■ Request
Below is a block of records; repeat all of them exactly.

■ Data shown
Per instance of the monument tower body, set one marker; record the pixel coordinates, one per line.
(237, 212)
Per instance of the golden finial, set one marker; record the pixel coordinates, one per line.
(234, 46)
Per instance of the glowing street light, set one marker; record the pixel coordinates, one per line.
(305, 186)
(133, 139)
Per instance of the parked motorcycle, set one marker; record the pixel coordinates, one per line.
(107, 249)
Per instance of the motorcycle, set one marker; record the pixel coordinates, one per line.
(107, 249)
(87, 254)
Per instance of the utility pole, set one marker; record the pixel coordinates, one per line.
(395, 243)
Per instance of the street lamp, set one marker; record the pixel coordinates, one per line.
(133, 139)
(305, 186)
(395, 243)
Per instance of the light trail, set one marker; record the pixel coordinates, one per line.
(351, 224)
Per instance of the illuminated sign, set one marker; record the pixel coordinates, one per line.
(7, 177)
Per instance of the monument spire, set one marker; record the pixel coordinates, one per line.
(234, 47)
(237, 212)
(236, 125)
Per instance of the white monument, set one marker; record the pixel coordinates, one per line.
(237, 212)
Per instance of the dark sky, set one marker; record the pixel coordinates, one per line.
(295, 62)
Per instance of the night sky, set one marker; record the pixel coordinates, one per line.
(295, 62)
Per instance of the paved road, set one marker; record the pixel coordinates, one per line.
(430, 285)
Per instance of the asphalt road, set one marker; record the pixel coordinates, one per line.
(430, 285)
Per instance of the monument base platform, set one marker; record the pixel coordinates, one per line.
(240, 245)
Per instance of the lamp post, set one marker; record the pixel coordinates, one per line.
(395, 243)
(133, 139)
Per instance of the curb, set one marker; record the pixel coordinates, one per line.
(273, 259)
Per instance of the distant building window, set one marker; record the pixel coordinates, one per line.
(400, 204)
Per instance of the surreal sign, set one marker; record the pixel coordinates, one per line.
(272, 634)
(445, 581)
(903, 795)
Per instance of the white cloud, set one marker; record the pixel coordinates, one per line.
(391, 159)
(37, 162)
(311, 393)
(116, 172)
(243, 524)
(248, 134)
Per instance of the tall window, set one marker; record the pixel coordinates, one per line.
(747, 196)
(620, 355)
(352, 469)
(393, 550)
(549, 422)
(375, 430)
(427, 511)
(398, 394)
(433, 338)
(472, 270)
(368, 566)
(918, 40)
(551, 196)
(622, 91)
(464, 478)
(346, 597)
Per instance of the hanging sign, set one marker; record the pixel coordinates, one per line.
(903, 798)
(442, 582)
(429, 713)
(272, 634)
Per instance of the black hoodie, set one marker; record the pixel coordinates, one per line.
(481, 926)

■ Answer to this task
Per instance of the monument tower body, set one marker; record the pixel coordinates, one per line.
(237, 212)
Per instance of the golden finial, set one marker; record the pixel coordinates, one per line.
(234, 46)
Per instance of the glowing street light, set one marker; record the pixel coordinates, one per line.
(305, 186)
(133, 139)
Per instance of the parked motorcycle, set one marker; record the pixel coordinates, one per line.
(107, 249)
Per instance of the motorcycle, set one marker; record the pixel coordinates, one per line.
(107, 249)
(87, 254)
Per instance of the utility pole, set one marker; record the pixel coordinates, one per line.
(395, 243)
Per instance of the street lamp, set one marker; record the pixel coordinates, one per line.
(133, 139)
(305, 186)
(395, 243)
Per instance of the light trail, set one marker; record the pixel coordinates, one per line.
(351, 224)
Per instance of the illuminated sign, set one marker; record the pixel coordinates, one per line.
(7, 177)
Per instance of the monument spire, set one marker; record the pixel coordinates, one per line.
(234, 47)
(237, 212)
(236, 125)
Per instance of the white monument, set one marker; record the pixel coordinates, one per line.
(237, 212)
Per instance of the dark sky, set one marker; record the pixel coordinates, one per line.
(295, 62)
Per instance of the night sky, set one marker; record the pixel coordinates, one per line.
(295, 62)
Per instance of the paved road, set one marker; record the pixel coordinates, one per line.
(430, 285)
Per instance of the asphalt road, set one marker; record the pixel coordinates, one per line.
(430, 285)
Per instance of the monument base platform, set one marker; record the pixel coordinates, one per line.
(240, 245)
Per instance of the lamp post, set one marker; record the pixel coordinates, one per line.
(395, 243)
(133, 139)
Per instance of the curb, set one marker; record the pixel coordinates, one per line.
(273, 259)
Per instance of the distant building window, set one marker; record the pixel coordinates, one per line.
(400, 204)
Per instance of the surreal sign, set one marker; record the pixel coordinates, one per line.
(272, 634)
(445, 581)
(903, 795)
Per instance of the white cloud, set one marker; record the pixel coordinates, one per line.
(391, 159)
(37, 162)
(311, 393)
(116, 172)
(243, 524)
(248, 134)
Per instance of the tall window, set one marker; record the pixel coordinates, one per line.
(747, 196)
(620, 355)
(352, 469)
(393, 550)
(549, 422)
(375, 430)
(427, 511)
(398, 394)
(433, 338)
(472, 270)
(368, 566)
(918, 40)
(551, 196)
(622, 91)
(464, 478)
(346, 597)
Per instance of the hanging sign, set one marker; record the pixel coordinates, one per line.
(903, 798)
(442, 582)
(429, 713)
(272, 634)
Per instance of the black hoodie, set one marker; record the pixel coordinates, one per line.
(481, 926)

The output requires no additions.